- PROBLEM -
Everything from the line containing "One point for each instance of the suit" to the last line of the records must be returned verbatim; nothing else belongs in the output.

- PROVIDED RECORDS -
★ ★ ★ ★ ★ ★ ★
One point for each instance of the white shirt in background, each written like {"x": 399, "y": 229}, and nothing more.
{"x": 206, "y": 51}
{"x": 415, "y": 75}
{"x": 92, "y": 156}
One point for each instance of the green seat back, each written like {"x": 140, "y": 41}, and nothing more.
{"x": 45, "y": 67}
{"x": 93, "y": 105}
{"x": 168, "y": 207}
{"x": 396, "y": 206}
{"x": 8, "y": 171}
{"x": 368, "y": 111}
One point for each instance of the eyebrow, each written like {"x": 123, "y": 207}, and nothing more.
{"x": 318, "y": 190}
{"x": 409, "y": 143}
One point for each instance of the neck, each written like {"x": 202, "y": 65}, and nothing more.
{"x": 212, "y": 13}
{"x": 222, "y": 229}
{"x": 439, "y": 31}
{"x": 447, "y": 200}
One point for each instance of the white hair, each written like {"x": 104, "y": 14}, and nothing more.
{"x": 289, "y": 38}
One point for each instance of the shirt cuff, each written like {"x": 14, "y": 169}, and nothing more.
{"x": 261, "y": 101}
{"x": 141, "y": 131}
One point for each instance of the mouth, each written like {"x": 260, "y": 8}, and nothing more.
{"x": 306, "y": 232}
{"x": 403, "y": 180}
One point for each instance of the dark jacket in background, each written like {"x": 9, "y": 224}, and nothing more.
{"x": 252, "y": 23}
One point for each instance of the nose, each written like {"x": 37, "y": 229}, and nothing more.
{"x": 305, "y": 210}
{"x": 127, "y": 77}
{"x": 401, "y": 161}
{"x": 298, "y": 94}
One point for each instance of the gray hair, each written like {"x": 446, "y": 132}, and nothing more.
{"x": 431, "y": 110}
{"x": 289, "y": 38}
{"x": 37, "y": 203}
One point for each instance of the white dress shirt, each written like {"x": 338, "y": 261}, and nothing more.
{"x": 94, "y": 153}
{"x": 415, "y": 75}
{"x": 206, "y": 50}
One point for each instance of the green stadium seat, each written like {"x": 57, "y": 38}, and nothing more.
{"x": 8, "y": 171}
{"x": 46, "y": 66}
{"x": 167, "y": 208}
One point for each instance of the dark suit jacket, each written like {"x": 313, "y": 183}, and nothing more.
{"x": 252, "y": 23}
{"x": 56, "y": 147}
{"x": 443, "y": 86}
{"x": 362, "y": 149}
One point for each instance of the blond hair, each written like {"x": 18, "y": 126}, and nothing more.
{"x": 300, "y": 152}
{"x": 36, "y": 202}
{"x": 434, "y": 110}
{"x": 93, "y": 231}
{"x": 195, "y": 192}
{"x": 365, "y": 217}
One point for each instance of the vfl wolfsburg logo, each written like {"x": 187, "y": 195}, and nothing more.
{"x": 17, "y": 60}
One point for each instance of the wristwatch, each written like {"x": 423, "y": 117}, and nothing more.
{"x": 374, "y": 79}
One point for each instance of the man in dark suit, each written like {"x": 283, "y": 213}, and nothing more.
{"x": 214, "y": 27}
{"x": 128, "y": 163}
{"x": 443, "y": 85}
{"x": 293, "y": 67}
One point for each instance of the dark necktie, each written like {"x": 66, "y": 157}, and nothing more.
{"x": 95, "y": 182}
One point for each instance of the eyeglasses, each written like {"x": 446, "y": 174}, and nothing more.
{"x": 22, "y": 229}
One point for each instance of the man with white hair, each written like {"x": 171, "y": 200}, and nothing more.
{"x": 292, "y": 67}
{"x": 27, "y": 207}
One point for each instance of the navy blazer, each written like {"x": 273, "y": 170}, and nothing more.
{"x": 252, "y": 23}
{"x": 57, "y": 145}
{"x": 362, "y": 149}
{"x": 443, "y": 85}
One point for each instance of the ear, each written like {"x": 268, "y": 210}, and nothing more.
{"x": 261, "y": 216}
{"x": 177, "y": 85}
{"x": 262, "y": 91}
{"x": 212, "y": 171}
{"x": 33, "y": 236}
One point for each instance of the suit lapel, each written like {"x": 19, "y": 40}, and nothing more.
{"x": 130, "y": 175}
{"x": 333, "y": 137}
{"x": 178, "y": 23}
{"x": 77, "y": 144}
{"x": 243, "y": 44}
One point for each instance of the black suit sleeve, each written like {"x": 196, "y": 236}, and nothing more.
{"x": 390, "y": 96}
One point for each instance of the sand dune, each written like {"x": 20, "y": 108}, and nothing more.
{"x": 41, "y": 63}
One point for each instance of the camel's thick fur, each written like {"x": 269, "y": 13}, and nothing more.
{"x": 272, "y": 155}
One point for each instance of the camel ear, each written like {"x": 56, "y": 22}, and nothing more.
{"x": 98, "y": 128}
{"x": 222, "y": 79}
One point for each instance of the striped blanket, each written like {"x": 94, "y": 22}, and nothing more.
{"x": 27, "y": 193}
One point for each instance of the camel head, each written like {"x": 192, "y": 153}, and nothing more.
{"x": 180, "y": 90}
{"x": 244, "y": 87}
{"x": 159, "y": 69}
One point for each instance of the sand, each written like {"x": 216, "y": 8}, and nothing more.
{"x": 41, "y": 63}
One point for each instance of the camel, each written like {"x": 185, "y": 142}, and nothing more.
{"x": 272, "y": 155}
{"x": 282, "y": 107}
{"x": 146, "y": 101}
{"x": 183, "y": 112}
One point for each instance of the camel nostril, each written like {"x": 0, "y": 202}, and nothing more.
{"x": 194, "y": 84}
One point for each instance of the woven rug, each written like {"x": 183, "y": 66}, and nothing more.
★ ★ ★ ★ ★ ★ ★
- FINAL RESULT -
One point for each instance of the suit lapel, each written like {"x": 19, "y": 40}, and nothing more.
{"x": 130, "y": 175}
{"x": 333, "y": 137}
{"x": 178, "y": 23}
{"x": 77, "y": 144}
{"x": 243, "y": 44}
One point for each instance of the black suit sleeve, each written like {"x": 196, "y": 236}, and nothing more.
{"x": 390, "y": 96}
One point for each instance of the sand dune, each written like {"x": 20, "y": 108}, and nothing more.
{"x": 41, "y": 63}
One point for each instance of the camel's thick fur, each written like {"x": 269, "y": 13}, and nothing more.
{"x": 272, "y": 155}
One point for each instance of the camel ear, each written like {"x": 56, "y": 22}, and nothing more.
{"x": 98, "y": 128}
{"x": 222, "y": 79}
One point for each instance of the striped blanket, each written like {"x": 94, "y": 22}, and nothing more.
{"x": 27, "y": 193}
One point for each instance of the camel head, each written like {"x": 192, "y": 153}, and nothing more.
{"x": 180, "y": 90}
{"x": 244, "y": 87}
{"x": 159, "y": 69}
One point for each instance of the sand, each written like {"x": 216, "y": 8}, and nothing more.
{"x": 41, "y": 63}
One point for each instance of the camel, each written like {"x": 185, "y": 142}, and nothing more.
{"x": 272, "y": 155}
{"x": 282, "y": 107}
{"x": 146, "y": 101}
{"x": 183, "y": 112}
One point for each instance of the camel nostril, each written like {"x": 0, "y": 202}, and nothing more.
{"x": 194, "y": 84}
One point for each instance of the woven rug, each written like {"x": 183, "y": 66}, and nothing more.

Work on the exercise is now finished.